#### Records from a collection
╭──

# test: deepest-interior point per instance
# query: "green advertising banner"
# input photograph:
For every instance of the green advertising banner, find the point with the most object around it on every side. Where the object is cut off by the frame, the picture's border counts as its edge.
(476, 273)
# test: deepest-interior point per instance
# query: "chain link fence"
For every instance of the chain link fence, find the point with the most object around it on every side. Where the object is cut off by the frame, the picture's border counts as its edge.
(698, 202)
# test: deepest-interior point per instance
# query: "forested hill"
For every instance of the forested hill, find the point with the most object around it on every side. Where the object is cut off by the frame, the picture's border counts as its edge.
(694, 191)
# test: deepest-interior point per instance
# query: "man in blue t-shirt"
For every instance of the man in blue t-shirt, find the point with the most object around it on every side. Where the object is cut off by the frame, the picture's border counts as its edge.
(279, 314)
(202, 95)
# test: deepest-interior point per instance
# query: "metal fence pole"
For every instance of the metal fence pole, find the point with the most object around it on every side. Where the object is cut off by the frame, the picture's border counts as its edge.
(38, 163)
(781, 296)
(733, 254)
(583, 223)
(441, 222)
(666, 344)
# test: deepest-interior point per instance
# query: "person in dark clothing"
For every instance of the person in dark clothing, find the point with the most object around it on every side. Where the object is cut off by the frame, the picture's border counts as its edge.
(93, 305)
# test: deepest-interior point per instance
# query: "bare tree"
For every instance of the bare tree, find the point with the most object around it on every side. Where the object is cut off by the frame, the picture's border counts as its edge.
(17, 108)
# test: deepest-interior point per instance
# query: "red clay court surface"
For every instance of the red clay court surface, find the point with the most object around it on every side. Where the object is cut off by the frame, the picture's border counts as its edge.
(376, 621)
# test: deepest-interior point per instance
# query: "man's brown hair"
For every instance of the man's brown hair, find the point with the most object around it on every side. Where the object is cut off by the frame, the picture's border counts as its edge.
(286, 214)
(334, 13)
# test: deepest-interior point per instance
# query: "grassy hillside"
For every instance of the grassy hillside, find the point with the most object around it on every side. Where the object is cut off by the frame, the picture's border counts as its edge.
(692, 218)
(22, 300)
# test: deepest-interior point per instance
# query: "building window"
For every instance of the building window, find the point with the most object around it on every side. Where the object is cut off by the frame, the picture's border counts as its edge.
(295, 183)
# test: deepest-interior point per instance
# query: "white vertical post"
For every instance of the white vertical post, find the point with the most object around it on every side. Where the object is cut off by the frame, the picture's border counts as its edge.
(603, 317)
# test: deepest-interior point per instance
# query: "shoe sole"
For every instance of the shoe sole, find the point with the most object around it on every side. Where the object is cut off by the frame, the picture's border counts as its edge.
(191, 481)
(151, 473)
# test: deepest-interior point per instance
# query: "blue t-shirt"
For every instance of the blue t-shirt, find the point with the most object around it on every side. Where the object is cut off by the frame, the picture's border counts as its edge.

╰──

#### GOAL
Copy out each line above, character for character.

#### TASK RESULT
# test: deepest-interior point per instance
# query: "green advertising banner"
# input photograph:
For every instance of the green advertising banner, find the point with the most object around it on every side. Where the object is cut off by the frame, the picture's border counts as its edge.
(476, 273)
# test: deepest-interior point per instance
# query: "chain link fence"
For every instance of the chain link fence, find the point with the most object around it on every side. Where the object is cut off by the frame, the picture's border counts as its edge.
(698, 202)
# test: deepest-interior point per instance
# query: "forested hill"
For every instance of the forested hill, find the point with the most object around it on every side. Where the object is cut off by the frame, the picture's border counts as its edge.
(694, 191)
# test: deepest-interior point per instance
# query: "man in blue t-shirt"
For every instance of the man in blue t-shirt, find the point with the most object around it on every side. Where the object is cut off by the frame, the picture's border counts as its edge.
(279, 314)
(202, 95)
# test: deepest-interior point per instance
# query: "metal fence pole"
For every instance of the metal fence pole, find the point with the most object around it on every side. Where the object is cut off by the frame, the picture's border counts as its edge.
(38, 163)
(781, 296)
(733, 254)
(583, 223)
(441, 222)
(666, 344)
# test: deepest-interior point per instance
# query: "person in dark clothing"
For every instance of the person in dark clothing, find the point with the most object around it on every side. Where the object is cut off by the frame, the picture's border counts as its edge.
(93, 305)
# test: deepest-interior point per instance
# query: "bare tree"
For every instance of the bare tree, find the point with the most object around it on every side. Where the object is cut off by the frame, the picture's border counts as its edge.
(17, 108)
# test: deepest-interior point per instance
# query: "red clay court surface"
For every instance of the red clay court surface, find the point with the most object around it on every side. Where the object is cut off by the frame, the picture's border counts as its edge.
(376, 621)
# test: deepest-interior point per instance
# query: "man's brown hair"
For every instance of the man's brown hair, find the point with the most object around it on every side. Where the object is cut off by the frame, the picture's border counts as its edge.
(286, 214)
(334, 13)
# test: deepest-interior point per instance
# query: "grassy hillside"
For every instance of the grassy hillside, find the point with the most object around it on every side. Where the object is cut off by the frame, the picture's border counts as its edge.
(692, 218)
(22, 300)
# test: deepest-interior point per instance
# query: "building window"
For every instance of the building window, find the point with the most object around it on every side. Where the object is cut off by the frame, the picture's border counts as its edge.
(295, 183)
# test: deepest-interior point per instance
# query: "white vertical post"
For every instance of the white vertical post, find the point with the most object around it on every side. Where the object is cut off by the frame, the picture's border counts as its edge.
(603, 317)
# test: deepest-interior point per instance
# query: "shoe sole"
For every instance of the shoe sole, find the point with the most object around it on every side. Where the object is cut off by the frame, the picture's border counts as its edge.
(191, 481)
(151, 473)
# test: deepest-interior point per instance
# query: "blue t-shirt"
For every instance of the blue t-shirt, find the point with the most object around it on every side. Where the object is cut off by the frame, the picture's border counts as its edge.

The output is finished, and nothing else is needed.